O Estado de S. Paulo
A direita carece de um líder que represente
a parcela que não flerta com extremismos
“O povo americano se pronunciou, e se pronunciou de forma clara.” Assim, John McCain abre seu discurso de concessão, reconhecendo a vitória de Obama em 2008. O senador republicano anuncia que acabara de telefonar para Obama, parabenizando-o pela vitória. Ouvimos vaias na plateia. McCain, gesticulando com calma, continua seu discurso, pedindo aos seus eleitores que não apenas parabenizem o presidente eleito, mas que deixem as diferenças de lado para um caminho de prosperidade. “Quaisquer que sejam nossas diferenças, somos americanos.” McCain terminou seu discurso com aplausos do público.
Vivemos tempos difíceis no Brasil. Bolsonaro levou 48 horas para se pronunciar depois que o TSE declarou Lula como o vencedor do pleito presidencial. Em um discurso breve, o presidente teve a dignidade de agradecer pelos 58 milhões de votos que obteve. Não teve, no entanto, a grandeza de reconhecer o resultado das eleições e não reprimiu apoiadores que se manifestam nas ruas colocando dúvida sobre o nosso sistema eleitoral.
Bolsonaro nunca foi responsabilizado pelos
seus discursos de ódio. Foram décadas de desrespeito à democracia remunerados
com voto e com uma presidência. Seus delitos são constantemente normalizados.

> _Conjunto de tarefas_
(A) Responda às perguntas abaixo com base no texto fornecido.
(i) Em que ano John McCain reconheceu a vitória de Obama?
(ii) Quantas horas Bolsonaro levou para se pronunciar depois que o TSE declarou Lula vencedor?
(iii) Por quantos milhões de votos Bolsonaro agradeceu em seu discurso?
(B) Reproduza fielmente um trecho do texto fornecido: comece nas palavras "Vivemos tempos difíceis" e pare depois de "são constantemente normalizados.".

> _Dados brutos_
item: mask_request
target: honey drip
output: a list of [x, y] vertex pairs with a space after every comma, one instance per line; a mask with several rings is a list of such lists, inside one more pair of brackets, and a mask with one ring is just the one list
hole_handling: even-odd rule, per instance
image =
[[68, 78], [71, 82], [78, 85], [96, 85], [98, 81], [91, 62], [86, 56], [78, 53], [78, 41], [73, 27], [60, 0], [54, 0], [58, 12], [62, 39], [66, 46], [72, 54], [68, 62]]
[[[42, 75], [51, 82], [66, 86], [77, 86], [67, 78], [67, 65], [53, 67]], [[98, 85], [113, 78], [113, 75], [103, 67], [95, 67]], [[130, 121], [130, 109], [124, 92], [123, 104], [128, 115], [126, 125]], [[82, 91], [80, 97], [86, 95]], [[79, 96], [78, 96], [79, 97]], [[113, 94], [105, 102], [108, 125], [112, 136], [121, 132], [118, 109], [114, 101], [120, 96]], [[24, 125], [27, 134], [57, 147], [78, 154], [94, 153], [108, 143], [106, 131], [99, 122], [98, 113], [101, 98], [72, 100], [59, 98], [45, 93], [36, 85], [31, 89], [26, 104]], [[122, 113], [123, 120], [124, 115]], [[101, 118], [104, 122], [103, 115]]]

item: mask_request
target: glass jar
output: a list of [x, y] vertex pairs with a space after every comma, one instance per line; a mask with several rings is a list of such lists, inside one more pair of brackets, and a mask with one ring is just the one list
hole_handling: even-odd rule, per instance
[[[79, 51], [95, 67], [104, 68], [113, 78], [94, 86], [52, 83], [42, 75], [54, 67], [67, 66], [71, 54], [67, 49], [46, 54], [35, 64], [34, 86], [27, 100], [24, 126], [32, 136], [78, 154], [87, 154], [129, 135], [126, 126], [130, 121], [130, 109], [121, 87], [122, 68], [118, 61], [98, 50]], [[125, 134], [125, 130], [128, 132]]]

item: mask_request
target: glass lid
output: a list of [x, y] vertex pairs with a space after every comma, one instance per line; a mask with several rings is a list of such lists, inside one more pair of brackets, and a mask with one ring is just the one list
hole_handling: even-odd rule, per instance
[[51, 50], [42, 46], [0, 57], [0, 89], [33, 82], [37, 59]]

> _Respostas por tarefa_
(A)
(i) John McCain reconheceu a vitória de Obama em 2008.
(ii) Bolsonaro levou 48 horas para se pronunciar.
(iii) Bolsonaro agradeceu pelos 58 milhões de votos que obteve.

(B)
Vivemos tempos difíceis no Brasil. Bolsonaro levou 48 horas para se pronunciar depois que o TSE declarou Lula como o vencedor do pleito presidencial. Em um discurso breve, o presidente teve a dignidade de agradecer pelos 58 milhões de votos que obteve. Não teve, no entanto, a grandeza de reconhecer o resultado das eleições e não reprimiu apoiadores que se manifestam nas ruas colocando dúvida sobre o nosso sistema eleitoral.
Bolsonaro nunca foi responsabilizado pelos
seus discursos de ódio. Foram décadas de desrespeito à democracia remunerados
com voto e com uma presidência. Seus delitos são constantemente normalizados.